# DOCUMENT SECTION
◆ ◆ ◆ ◆ ◆

From mboxrd@z Thu Jan  1 00:00:00 1970
Received: from eggs.gnu.org ([2001:4830:134:3::10]:42418)
	by lists.gnu.org with esmtp (Exim 4.71)
	(envelope-from <darren.kenny@oracle.com>) id 1ds7mj-00055A-WB
	for qemu-devel@nongnu.org; Wed, 13 Sep 2017 09:33:01 -0400
Received: from Debian-exim by eggs.gnu.org with spam-scanned (Exim 4.71)
	(envelope-from <darren.kenny@oracle.com>) id 1ds7mf-0002Tp-Lh
	for qemu-devel@nongnu.org; Wed, 13 Sep 2017 09:32:57 -0400
Message-ID: <59B93376.1070108@oracle.com>
Date: Wed, 13 Sep 2017 14:32:38 +0100
From: Darren Kenny <darren.kenny@oracle.com>
MIME-Version: 1.0
References: <59B91B00.20208@oracle.com> <59B91DCA.5080405@oracle.com>
	<20170913122005.GB5319@localhost.localdomain>
In-Reply-To: <20170913122005.GB5319@localhost.localdomain>
Content-Type: text/plain; charset=UTF-8; format=flowed
Content-Transfer-Encoding: 7bit
Subject: Re: [Qemu-devel] [Qemu-block] Q: Report of leaked clusters with
 qcow2 when disk is resized with a live VM
List-Id: <qemu-devel.nongnu.org>
List-Unsubscribe: <https://lists.nongnu.org/mailman/options/qemu-devel>,
	<mailto:qemu-devel-request@nongnu.org?subject=unsubscribe>
List-Archive: <http://lists.nongnu.org/archive/html/qemu-devel/>
List-Post: <mailto:qemu-devel@nongnu.org>
List-Help: <mailto:qemu-devel-request@nongnu.org?subject=help>
List-Subscribe: <https://lists.nongnu.org/mailman/listinfo/qemu-devel>,
	<mailto:qemu-devel-request@nongnu.org?subject=subscribe>
To: Kevin Wolf <kwolf@redhat.com>
Cc: qemu-devel@nongnu.org, qemu-block@nongnu.org

Hi Kevin,

Thanks for getting back to me so quickly.

Kevin Wolf wrote:
> Am 13.09.2017 um 14:00 hat Darren Kenny geschrieben:
>> [Cross-posted from qemu-devel, meant to send here first]
>
> Just keep both lists in the CC for the same email.

Will do.
> There is an issue here, which is that you are accessing the image at 
> the same time from two separate processes. qemu is using writeback 
> caches in order to improve performance, so only after the guest has 
> issued a flush command to its disk or after you shut down or at least 
> pause qemu, the changes are fully written to the image file. In qemu 
> 2.10, you would probably see this instead: $ qemu-img check 
> ./test.qcow2 qemu-img: Could not open './test.qcow2': Failed to get 
> shared "write" lock Is another process using the image? This lock can 
> be overridden, but at least it shows clearly that you are doing 
> something that you probably shouldn't be doing.

Hmm, I've just updated to the HEAD of the Git repo, and I didn't see this
locking behaviour, it still did the same thing as before.

Does the disk need to be formatted/mounted before it's seen as locked?
Or even a configure option?

The version that have is:

     $ qemu-img --version
     qemu-img version 2.10.50 (v2.10.0-476-g04ef330)
     Copyright (c) 2003-2017 Fabrice Bellard and the QEMU Project developers

     $ qemu-system-x86_64 --version
     QEMU emulator version 2.10.50 (v2.10.0-476-g04ef330)

◆ ◆ ◆ ◆ ◆

# DATA SUPPLIED
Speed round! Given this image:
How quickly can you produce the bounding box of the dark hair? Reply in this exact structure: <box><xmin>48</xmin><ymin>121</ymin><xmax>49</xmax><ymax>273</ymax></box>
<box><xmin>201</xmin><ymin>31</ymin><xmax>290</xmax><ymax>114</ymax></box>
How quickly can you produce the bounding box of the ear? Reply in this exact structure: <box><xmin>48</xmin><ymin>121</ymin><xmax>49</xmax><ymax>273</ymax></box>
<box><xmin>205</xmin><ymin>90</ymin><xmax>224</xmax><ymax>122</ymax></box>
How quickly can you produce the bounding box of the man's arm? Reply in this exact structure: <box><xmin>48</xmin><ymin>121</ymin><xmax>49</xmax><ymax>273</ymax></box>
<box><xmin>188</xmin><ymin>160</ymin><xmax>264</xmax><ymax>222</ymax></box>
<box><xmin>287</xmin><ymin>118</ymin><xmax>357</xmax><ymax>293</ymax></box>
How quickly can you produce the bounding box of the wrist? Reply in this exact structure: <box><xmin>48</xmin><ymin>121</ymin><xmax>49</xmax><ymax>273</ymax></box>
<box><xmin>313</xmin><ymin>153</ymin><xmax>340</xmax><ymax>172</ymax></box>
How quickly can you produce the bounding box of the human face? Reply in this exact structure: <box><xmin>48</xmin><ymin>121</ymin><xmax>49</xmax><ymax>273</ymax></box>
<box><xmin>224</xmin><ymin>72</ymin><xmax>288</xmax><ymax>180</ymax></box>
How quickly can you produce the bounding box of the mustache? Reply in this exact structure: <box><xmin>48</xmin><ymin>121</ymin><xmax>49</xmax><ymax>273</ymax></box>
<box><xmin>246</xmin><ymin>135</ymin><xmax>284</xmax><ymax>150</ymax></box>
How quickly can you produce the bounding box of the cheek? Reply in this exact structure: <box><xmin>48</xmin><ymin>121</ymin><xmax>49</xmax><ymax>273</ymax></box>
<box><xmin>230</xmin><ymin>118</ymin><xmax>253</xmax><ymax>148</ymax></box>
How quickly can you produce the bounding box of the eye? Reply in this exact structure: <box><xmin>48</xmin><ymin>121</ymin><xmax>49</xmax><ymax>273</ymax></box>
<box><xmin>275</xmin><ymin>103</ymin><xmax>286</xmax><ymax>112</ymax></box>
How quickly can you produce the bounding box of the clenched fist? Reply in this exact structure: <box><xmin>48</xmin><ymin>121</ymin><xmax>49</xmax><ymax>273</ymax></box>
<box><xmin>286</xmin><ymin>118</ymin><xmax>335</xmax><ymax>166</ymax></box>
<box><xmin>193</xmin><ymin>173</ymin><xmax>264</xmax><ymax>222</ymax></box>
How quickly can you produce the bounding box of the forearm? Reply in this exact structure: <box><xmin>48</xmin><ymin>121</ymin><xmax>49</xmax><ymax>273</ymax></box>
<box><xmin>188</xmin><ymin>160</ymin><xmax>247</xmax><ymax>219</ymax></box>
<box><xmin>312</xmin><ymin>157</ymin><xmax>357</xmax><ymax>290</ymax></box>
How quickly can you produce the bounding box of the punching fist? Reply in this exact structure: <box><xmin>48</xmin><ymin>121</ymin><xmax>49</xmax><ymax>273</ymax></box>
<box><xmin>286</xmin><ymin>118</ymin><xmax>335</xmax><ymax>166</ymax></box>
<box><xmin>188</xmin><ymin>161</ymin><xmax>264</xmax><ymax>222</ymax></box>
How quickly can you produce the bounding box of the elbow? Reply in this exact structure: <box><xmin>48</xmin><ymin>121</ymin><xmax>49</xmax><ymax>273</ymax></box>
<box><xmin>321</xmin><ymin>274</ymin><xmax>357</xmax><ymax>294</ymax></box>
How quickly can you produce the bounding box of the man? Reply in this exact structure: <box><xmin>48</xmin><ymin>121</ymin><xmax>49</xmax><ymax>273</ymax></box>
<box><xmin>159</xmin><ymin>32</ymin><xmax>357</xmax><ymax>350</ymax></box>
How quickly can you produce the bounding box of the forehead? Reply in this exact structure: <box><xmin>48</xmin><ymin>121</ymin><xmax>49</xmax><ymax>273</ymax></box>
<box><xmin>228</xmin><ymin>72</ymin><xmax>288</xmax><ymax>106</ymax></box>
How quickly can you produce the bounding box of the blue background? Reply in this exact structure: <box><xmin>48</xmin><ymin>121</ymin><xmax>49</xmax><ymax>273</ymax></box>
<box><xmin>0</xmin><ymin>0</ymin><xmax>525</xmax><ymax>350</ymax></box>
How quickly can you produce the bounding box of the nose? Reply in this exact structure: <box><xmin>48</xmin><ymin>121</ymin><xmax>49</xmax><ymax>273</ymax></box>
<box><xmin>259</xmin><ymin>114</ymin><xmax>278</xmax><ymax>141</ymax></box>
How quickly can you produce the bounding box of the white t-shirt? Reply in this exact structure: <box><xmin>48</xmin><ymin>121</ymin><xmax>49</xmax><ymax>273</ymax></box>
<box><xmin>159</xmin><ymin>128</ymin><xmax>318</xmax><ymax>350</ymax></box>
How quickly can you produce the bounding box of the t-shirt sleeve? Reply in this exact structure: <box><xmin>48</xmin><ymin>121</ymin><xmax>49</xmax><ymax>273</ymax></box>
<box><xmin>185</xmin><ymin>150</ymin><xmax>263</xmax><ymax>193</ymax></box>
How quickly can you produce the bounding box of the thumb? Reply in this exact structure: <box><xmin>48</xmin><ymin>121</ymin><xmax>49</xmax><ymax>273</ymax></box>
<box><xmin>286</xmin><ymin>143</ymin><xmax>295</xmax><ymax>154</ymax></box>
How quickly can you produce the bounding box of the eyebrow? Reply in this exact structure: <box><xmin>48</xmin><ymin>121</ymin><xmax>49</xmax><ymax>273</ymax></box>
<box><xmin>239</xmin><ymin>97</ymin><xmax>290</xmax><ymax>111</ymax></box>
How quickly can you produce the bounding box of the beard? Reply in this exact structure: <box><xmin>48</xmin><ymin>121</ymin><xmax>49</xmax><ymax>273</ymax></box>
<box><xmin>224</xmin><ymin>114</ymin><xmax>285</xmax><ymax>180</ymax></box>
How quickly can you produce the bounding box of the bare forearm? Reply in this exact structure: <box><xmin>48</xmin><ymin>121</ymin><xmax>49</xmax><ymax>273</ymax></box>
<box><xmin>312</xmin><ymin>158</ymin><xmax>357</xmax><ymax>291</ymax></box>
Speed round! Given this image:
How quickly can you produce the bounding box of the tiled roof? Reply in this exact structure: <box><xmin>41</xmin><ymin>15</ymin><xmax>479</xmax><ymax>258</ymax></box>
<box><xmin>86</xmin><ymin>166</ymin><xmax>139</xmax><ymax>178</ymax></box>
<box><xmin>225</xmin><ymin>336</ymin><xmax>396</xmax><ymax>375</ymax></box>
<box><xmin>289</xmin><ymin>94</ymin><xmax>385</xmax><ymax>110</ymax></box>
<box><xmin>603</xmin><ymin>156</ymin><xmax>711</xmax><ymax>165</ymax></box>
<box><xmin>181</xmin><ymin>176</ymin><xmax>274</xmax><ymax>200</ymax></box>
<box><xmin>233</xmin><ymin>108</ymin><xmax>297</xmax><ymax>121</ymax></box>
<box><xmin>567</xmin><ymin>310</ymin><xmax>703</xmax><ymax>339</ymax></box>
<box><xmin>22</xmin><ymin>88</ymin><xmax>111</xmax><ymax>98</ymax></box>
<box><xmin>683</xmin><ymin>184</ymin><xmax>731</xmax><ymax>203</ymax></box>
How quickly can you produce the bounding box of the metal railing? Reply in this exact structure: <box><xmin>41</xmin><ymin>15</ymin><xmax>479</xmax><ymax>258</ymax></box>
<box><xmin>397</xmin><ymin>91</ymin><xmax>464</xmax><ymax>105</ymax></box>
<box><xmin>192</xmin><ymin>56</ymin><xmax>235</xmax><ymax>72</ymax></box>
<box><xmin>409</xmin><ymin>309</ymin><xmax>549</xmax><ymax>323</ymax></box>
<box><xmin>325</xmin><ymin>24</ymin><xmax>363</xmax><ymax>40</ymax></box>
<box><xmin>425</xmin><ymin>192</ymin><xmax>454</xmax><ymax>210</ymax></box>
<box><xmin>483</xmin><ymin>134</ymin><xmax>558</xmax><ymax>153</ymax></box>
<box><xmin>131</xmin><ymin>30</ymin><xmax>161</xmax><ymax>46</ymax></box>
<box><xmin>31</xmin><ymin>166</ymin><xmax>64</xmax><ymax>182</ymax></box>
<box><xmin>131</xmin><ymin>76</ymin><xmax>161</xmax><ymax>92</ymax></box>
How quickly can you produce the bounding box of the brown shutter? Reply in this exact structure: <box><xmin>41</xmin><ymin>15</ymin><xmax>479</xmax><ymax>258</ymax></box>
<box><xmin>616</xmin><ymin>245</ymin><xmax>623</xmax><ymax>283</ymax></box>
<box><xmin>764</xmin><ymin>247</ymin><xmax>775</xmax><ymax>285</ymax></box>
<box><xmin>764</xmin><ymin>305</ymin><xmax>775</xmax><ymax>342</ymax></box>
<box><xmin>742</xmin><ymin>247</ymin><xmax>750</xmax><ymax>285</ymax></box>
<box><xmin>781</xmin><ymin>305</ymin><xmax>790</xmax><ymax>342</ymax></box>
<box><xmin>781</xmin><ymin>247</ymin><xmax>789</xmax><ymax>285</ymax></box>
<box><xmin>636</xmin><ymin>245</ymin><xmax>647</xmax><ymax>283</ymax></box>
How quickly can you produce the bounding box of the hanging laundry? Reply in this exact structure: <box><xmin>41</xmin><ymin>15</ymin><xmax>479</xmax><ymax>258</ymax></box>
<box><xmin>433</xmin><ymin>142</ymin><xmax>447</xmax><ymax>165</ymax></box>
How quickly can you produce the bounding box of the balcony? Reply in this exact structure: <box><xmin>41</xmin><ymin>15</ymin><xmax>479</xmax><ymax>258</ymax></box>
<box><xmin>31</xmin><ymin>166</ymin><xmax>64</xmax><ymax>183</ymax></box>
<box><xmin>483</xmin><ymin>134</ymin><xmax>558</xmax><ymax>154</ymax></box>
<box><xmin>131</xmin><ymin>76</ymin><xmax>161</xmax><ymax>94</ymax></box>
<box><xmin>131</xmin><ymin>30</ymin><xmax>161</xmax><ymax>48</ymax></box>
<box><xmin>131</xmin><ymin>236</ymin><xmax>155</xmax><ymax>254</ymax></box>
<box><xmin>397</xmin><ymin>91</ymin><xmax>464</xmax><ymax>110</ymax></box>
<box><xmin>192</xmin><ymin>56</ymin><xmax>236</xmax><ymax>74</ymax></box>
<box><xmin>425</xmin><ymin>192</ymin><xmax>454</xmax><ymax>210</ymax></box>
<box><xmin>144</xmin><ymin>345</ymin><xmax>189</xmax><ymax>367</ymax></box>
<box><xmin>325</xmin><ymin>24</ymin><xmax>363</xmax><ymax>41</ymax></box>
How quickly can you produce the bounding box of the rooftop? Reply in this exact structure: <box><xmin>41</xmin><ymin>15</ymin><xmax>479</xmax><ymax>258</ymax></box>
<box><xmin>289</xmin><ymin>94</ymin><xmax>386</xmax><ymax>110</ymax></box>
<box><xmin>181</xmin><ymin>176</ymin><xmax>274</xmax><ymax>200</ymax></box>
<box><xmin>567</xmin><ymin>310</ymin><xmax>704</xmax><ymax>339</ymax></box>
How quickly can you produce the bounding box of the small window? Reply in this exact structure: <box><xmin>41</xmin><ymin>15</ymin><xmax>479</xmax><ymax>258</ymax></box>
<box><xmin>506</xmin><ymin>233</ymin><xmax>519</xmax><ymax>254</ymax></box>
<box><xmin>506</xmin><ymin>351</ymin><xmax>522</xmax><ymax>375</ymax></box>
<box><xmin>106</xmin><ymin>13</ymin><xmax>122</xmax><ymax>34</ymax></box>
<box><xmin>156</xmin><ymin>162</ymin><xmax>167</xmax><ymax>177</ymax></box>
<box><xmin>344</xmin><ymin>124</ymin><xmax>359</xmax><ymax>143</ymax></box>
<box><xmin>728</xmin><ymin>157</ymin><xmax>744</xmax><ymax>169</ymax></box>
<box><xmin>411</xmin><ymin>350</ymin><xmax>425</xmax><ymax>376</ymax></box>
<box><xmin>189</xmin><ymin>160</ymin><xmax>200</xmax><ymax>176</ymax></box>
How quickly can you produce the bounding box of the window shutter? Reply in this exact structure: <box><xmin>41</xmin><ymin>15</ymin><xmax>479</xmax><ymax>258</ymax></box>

◆ ◆ ◆ ◆ ◆

# GIVEN REQUEST
In the email, which version does the qemu-img --version command report?

# EXERCISE RESULT
qemu-img version 2.10.50 (v2.10.0-476-g04ef330)